EXTRAIT DE LA DISCUSSION:

# Restauration Ipad



## Anonyme (4 Septembre 2012)

Bonjour,
j'ai récupéré l'ipad de mon oncle décédé. Je souhaiterais pouvoir l'utiliser, mais bien entendu il avait mis un mot de passe et comme tout bon mot de passe, impossible de savoir ce que c'est.
Savez-vous comment je peux faire pour réinitialiser complètement cet ipad ou à qui je peux m'adresser? Je suis prête à payer ce service chez un revendeur mac s'il le faut, mais peuvent-ils le faire?
Merci d'avance!


----------



## Lauange (5 Septembre 2012)

Bonjour

Regarde cela :

http://www.fabuzz.net/cracker-le-mot-de-passe-dun-ipad-2-avec-une-smart-cover/7386/02


----------



## Madalvée (5 Septembre 2012)

TÂCHES:
1. Réponds à ces questions sur la discussion :
(a) À qui appartenait l'iPad d'après le premier message ?
(b) Chez quel type de commerce le premier message envisage-t-il de payer la réinitialisation ?
(c) De quel jour date le message de Lauange ?
2. Dans les enregistrements, reprends les lignes de celle qui contient « request | drop a dot on each instance of the heart-shaped » jusqu'à celle qui contient « [(511, 211)] », toutes deux comprises, en remplaçant « man's » par « person's » sans rien changer d'autre.

Exemples d'étiquetage de points:
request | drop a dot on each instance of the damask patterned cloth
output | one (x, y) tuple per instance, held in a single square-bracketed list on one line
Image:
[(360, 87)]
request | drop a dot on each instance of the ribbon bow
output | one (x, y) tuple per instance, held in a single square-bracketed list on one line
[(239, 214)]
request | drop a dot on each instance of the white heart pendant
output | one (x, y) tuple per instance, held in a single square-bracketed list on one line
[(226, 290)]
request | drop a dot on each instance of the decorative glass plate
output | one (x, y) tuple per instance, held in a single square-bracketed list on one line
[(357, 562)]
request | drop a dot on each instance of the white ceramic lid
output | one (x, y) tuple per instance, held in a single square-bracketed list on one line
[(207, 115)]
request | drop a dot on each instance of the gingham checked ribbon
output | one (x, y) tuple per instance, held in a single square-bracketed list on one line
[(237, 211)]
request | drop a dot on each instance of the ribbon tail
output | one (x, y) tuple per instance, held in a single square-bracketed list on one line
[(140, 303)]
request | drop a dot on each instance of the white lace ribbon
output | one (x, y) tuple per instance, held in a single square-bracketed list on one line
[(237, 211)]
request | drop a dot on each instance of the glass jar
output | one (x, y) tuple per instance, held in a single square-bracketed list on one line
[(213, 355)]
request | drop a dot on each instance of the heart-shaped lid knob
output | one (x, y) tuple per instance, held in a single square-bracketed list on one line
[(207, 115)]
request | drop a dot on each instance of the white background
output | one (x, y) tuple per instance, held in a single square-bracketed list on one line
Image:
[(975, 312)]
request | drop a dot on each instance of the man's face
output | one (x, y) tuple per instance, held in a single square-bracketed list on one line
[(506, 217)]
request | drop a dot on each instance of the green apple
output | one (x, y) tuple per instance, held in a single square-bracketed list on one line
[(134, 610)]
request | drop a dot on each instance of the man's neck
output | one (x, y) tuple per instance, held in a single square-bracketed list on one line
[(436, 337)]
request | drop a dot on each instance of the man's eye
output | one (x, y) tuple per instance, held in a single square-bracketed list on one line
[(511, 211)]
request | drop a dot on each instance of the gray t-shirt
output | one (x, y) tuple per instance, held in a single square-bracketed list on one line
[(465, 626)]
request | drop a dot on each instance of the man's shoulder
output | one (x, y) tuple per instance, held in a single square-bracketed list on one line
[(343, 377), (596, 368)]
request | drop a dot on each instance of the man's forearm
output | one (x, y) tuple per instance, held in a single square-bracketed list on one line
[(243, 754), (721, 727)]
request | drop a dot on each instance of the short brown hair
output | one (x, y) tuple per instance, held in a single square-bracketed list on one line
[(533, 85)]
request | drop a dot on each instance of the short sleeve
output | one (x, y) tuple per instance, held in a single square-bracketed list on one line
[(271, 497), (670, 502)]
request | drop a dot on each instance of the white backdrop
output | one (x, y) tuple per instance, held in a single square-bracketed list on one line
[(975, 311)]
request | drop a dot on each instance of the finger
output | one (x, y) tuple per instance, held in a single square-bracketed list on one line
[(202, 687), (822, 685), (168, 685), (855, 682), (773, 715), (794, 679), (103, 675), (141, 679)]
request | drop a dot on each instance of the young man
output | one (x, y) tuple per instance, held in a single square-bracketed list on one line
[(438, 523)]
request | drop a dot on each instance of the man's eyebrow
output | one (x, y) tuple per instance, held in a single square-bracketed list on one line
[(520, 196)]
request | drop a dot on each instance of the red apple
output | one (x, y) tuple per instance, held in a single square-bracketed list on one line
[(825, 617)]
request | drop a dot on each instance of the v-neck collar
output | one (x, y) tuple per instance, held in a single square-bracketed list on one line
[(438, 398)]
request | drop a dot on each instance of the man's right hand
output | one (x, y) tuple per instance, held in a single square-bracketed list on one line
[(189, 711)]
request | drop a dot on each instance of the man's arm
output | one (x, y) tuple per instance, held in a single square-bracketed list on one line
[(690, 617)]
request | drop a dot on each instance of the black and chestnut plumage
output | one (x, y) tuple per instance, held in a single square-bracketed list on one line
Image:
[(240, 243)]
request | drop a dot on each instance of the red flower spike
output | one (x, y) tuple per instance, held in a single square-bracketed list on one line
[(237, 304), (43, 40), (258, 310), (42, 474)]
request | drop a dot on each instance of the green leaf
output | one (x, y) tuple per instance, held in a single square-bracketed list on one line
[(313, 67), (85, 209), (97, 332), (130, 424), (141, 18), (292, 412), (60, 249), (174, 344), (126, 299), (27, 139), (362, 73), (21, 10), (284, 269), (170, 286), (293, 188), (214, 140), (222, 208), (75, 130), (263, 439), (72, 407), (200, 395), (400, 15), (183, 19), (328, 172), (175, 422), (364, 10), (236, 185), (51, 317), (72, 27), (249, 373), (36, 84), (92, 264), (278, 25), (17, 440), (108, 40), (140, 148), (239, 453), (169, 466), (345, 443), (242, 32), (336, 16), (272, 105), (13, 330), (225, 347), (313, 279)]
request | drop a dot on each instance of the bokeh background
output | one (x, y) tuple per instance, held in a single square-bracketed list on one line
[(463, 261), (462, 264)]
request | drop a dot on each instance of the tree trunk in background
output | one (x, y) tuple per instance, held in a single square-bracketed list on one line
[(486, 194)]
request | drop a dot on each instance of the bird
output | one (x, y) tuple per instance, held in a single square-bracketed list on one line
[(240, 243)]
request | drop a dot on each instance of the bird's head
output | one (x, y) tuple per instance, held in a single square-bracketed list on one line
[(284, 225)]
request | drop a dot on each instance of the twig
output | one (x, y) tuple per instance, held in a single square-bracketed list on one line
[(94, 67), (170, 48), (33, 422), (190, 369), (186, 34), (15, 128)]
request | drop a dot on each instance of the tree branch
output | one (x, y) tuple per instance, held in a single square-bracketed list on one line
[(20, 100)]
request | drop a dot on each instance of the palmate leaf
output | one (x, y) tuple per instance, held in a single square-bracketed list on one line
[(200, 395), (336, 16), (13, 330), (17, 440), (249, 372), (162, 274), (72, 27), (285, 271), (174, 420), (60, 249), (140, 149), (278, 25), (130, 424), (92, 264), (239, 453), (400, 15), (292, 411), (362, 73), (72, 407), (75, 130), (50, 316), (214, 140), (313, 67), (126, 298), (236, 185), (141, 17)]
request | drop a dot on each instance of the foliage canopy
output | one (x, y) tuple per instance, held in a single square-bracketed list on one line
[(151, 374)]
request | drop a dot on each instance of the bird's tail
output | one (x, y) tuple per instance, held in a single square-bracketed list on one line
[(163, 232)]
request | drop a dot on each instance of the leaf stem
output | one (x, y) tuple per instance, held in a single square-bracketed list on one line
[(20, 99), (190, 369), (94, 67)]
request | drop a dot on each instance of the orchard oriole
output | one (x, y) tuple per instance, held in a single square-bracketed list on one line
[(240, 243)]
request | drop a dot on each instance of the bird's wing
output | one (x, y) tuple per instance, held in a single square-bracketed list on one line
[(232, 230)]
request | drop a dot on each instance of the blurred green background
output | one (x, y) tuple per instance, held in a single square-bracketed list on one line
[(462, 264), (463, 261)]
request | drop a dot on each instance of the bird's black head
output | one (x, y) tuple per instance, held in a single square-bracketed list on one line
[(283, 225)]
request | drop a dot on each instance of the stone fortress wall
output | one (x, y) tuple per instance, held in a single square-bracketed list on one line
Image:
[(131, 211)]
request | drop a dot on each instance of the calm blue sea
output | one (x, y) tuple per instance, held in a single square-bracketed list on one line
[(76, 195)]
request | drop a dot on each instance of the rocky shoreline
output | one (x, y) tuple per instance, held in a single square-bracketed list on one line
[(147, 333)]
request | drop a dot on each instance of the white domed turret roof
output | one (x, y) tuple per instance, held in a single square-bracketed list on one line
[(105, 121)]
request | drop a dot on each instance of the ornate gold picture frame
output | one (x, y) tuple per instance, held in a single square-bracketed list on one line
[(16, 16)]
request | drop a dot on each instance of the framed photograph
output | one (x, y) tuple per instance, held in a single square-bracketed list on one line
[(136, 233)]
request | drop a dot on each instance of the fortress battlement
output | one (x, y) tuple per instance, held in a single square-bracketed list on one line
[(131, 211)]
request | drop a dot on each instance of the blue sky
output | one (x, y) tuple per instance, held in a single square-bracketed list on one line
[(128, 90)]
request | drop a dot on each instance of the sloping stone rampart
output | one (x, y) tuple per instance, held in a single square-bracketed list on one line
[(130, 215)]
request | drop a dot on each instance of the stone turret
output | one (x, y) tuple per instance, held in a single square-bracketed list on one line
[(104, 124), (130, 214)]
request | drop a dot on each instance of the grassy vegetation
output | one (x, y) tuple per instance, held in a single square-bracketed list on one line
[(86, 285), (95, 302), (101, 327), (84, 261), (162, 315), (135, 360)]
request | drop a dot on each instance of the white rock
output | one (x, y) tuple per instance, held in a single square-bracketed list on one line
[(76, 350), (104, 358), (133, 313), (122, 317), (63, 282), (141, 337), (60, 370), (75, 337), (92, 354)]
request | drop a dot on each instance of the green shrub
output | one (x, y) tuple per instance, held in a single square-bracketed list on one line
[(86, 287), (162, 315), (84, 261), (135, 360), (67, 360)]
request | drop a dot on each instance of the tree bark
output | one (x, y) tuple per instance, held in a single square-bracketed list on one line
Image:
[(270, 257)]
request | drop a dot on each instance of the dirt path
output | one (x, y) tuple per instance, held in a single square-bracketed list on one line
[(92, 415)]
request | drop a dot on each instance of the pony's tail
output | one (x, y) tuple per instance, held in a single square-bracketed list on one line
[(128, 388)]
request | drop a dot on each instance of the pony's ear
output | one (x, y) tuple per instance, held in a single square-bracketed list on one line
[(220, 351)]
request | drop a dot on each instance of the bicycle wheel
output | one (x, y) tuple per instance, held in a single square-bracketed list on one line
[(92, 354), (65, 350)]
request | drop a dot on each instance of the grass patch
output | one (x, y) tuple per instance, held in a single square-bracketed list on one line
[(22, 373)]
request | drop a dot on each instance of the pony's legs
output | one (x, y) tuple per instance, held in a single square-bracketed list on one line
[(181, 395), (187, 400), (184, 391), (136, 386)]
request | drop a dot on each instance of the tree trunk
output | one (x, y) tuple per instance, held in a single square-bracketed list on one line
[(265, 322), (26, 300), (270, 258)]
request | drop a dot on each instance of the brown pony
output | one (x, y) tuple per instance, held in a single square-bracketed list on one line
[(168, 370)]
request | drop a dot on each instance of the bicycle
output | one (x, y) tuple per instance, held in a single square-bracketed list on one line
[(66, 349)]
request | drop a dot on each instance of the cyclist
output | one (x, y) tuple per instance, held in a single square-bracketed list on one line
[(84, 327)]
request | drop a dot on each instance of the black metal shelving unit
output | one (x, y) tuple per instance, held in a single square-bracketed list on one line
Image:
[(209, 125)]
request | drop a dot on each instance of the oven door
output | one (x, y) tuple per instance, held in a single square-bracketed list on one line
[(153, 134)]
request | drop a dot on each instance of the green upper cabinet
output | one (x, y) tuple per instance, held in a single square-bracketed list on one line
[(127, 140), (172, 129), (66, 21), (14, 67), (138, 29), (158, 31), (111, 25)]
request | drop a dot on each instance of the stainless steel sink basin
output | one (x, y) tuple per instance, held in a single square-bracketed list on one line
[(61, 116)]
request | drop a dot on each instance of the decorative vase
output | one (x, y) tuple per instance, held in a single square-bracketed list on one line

LES RÉPONSES:
1.
(a) À l'oncle décédé de l'auteur du message.
(b) Chez un revendeur Mac.
(c) Du 5 septembre 2012.

2.
request | drop a dot on each instance of the heart-shaped lid knob
output | one (x, y) tuple per instance, held in a single square-bracketed list on one line
[(207, 115)]
request | drop a dot on each instance of the white background
output | one (x, y) tuple per instance, held in a single square-bracketed list on one line
Image:
[(975, 312)]
request | drop a dot on each instance of the person's face
output | one (x, y) tuple per instance, held in a single square-bracketed list on one line
[(506, 217)]
request | drop a dot on each instance of the green apple
output | one (x, y) tuple per instance, held in a single square-bracketed list on one line
[(134, 610)]
request | drop a dot on each instance of the person's neck
output | one (x, y) tuple per instance, held in a single square-bracketed list on one line
[(436, 337)]
request | drop a dot on each instance of the person's eye
output | one (x, y) tuple per instance, held in a single square-bracketed list on one line
[(511, 211)]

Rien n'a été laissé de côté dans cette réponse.